● Textauszug
▼

Das ist ein kompletter Unterschied. Es ist auch ein großer Unterschied, ob ich als Sängerin und Frontfrau auf der Bühne bin. Als Frontfrau fühle ich mich verantwortlich für die Band als Ganze und auch für die Stimmung im Publikum. Da muss ich schauen, dass ich die Leute wirklich mitreiße. Am Schlagzeug bin ich durch meine Position quasi stumm und drücke mich nur durch mein Instrument aus. Da habe ich weniger das Gefühl, mit den Leuten kommunizieren zu können. Ich meine, zum Glück habe ich kein Mikro daneben stehen, sonst könnte ich meine Papp’n eh nicht halten. (lacht) Der Unterschied zum Theater ist, dass ich dabei natürlich immer eine Rolle spiele. Wenn du als Musiker auf der Bühne bist, dann bist du vielmehr du selbst. Du bist vielleicht lauter oder draufgängerischer als im Privatleben, aber es bist du. Das war für mich auch eine große Herausforderung, als ich begonnen habe auf der Bühne zu singen. Da habe ich erst ausloten müssen, wie ich mich als Mensch auf der Bühne verhalte.
Wie viel Rolle ist eigentlich bei deinen eigenen Liedern dabei und wie viel deiner eigenen Person und deines Privatlebens fließt in deine Texte ein?
Ich verknüpfe immer total gerne Reales mit Fiktion, auch wenn ich Geschichten schreibe. Das finde ich eine spannende Mischung. Ich habe da schon einiges verarbeitet, meine katholische Vergangenheit in der Klosterschule zum Beispiel. Es sind aber meistens nur einzelne Teile. Ich greife oft auch Dinge auf, die Freunden von mir passiert sind und mache daraus ein G’schichtl. Es geht immer ums G’schichtl, das soll berühren oder zum Lachen bringen. Manchmal sehe ich auch einfach irgendwo etwas, Bilder oder Menschen, zu denen mir etwas einfällt. Ich setze mich eigentlich nie hin zum Schreiben, wenn ich kein bestimmtes Bild vor mir habe oder keine Idee.

▲

● Aufgabenstellung
Zähle bitte alle Quellen auf, aus denen die Sängerin im Textauszug nach eigener Aussage Stoff für ihre Liedtexte schöpft.

● Freitextbeschreibungen von Objekten
▼

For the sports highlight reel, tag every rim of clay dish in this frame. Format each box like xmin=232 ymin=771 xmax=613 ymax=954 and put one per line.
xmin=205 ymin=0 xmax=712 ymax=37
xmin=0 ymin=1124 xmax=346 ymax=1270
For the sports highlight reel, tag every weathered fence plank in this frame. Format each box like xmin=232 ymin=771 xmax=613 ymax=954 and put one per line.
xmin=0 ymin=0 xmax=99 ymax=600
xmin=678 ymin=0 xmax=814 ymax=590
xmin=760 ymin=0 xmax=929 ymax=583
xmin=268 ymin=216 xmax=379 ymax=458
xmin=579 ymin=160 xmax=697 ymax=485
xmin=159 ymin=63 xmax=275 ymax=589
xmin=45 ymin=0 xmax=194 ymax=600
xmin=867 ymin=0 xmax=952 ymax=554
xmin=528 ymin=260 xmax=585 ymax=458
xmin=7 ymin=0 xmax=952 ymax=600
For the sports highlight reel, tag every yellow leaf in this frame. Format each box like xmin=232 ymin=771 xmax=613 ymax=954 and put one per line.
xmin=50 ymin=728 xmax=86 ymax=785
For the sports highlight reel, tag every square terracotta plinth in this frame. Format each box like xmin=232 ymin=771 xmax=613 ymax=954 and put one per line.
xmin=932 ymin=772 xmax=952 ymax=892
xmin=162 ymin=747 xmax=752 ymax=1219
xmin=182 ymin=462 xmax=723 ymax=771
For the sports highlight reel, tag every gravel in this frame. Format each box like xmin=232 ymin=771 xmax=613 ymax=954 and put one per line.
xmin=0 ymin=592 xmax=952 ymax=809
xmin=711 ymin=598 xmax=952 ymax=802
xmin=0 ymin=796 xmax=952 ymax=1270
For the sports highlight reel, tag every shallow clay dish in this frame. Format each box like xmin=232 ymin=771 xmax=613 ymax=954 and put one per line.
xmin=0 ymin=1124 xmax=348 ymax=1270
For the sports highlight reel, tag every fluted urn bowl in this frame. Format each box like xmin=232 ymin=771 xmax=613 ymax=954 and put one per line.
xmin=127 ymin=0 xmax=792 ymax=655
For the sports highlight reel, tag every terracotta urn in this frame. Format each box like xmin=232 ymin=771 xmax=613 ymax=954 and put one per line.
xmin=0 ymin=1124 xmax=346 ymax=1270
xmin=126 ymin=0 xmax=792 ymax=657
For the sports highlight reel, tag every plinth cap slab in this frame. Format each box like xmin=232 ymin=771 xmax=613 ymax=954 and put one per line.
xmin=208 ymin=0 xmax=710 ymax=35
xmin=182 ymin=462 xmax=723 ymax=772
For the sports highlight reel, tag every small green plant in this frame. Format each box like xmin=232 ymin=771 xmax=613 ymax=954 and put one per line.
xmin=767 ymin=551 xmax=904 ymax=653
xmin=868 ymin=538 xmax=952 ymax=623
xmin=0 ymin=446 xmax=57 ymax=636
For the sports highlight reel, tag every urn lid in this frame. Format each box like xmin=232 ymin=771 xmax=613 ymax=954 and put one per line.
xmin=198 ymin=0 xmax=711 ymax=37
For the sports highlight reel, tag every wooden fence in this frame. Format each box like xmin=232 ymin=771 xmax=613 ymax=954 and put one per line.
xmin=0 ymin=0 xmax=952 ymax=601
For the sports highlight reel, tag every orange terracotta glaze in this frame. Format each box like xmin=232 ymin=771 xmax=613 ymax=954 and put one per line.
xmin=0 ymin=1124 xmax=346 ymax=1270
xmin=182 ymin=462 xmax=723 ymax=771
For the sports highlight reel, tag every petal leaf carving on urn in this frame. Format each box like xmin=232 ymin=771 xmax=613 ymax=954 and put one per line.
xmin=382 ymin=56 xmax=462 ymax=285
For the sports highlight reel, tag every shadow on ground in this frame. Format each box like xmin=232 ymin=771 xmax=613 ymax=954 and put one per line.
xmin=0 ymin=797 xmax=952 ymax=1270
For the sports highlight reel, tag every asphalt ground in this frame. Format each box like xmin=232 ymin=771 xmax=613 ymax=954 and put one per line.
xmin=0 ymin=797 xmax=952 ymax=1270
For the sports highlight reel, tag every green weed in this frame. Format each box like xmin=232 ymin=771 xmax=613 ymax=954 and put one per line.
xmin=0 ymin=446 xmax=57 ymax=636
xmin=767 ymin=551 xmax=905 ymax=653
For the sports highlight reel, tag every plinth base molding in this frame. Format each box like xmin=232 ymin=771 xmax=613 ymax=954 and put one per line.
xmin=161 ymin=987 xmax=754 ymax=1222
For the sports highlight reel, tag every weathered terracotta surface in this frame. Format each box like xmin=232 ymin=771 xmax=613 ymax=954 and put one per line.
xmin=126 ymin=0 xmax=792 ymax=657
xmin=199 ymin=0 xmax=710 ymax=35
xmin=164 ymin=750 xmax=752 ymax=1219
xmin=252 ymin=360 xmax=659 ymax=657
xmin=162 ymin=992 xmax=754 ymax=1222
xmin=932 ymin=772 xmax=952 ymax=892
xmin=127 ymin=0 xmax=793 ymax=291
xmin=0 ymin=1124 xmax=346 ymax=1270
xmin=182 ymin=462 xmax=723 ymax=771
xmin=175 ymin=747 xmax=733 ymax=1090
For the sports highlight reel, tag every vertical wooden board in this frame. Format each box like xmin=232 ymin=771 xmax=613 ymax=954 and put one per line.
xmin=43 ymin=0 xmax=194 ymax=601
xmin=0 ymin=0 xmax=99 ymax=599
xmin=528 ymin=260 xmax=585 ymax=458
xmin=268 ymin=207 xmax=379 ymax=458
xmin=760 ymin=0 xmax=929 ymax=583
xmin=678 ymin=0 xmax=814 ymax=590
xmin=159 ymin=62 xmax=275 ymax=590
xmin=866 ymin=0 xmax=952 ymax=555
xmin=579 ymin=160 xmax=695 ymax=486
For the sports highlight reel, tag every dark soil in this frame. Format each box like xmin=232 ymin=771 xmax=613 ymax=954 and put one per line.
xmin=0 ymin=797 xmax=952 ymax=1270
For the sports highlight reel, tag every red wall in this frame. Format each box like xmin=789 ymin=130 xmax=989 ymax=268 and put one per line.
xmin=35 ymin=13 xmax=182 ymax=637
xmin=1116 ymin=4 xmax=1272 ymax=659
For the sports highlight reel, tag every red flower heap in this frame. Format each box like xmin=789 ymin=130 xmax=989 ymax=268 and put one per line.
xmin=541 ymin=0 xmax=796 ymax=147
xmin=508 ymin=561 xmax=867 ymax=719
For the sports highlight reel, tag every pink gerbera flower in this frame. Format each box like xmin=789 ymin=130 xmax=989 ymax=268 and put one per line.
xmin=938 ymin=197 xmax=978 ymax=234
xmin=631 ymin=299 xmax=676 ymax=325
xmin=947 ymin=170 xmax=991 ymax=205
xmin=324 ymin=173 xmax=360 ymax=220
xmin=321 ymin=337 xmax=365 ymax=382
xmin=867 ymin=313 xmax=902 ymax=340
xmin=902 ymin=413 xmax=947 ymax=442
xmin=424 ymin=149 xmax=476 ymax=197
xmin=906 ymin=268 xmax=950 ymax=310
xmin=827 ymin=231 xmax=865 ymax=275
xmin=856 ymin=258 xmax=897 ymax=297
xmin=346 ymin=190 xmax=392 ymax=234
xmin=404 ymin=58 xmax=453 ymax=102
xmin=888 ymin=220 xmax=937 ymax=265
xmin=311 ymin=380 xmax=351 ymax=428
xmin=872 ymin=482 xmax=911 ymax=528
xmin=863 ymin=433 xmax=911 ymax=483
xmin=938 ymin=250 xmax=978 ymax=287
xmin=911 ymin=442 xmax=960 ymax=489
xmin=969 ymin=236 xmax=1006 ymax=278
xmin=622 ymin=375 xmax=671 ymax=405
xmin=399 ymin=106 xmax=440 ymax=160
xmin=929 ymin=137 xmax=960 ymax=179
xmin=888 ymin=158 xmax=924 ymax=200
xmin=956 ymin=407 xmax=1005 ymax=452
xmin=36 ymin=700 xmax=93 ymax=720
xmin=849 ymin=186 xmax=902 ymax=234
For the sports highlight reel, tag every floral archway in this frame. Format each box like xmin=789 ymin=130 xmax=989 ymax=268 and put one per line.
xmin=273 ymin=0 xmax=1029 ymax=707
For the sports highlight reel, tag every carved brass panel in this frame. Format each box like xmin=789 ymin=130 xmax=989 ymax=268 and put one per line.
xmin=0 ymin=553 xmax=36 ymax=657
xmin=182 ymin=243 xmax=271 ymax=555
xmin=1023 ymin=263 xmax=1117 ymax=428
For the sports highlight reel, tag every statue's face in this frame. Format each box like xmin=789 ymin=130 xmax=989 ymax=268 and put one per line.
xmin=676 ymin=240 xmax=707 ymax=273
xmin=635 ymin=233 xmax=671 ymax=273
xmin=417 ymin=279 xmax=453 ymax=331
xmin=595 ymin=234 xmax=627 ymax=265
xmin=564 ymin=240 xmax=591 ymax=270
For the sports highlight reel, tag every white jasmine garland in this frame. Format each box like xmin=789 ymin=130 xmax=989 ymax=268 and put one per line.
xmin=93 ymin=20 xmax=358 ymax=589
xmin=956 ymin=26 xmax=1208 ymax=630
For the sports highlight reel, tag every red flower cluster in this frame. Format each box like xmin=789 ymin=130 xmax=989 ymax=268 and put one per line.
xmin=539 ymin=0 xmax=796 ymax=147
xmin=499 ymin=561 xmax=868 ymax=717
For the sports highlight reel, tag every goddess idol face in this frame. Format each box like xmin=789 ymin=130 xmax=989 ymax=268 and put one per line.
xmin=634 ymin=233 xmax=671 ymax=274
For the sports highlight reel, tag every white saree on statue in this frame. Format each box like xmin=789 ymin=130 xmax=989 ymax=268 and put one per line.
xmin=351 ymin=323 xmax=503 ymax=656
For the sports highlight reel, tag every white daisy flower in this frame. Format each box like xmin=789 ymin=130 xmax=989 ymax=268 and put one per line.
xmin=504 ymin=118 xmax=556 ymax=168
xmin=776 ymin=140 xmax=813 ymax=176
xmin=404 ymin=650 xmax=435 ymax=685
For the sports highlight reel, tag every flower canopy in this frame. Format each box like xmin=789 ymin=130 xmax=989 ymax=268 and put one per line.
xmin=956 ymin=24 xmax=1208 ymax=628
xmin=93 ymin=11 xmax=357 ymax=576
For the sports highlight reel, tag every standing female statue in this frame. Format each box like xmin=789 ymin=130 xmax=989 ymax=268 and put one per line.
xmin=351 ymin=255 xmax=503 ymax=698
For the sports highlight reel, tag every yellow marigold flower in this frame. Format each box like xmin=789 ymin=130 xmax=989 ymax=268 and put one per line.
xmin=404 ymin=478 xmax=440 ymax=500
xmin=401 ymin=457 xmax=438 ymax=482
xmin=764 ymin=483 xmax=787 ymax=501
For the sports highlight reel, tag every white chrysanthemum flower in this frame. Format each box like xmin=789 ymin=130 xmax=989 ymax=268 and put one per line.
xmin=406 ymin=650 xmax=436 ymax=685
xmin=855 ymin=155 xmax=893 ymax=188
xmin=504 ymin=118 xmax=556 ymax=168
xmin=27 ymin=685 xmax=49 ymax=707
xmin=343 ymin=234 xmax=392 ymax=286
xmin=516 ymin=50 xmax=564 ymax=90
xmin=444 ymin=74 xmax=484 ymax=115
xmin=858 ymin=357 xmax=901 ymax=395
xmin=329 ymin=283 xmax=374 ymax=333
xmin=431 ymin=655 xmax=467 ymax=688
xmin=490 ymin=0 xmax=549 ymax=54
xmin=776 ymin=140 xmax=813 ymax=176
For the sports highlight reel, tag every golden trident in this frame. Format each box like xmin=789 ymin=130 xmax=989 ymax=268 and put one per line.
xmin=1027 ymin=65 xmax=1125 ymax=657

▲

● Antwort unten
- ihre katholische Vergangenheit in der Klosterschule
- Dinge, die Freunden von ihr passiert sind
- Bilder oder Menschen, die sie irgendwo sieht und zu denen ihr etwas einfällt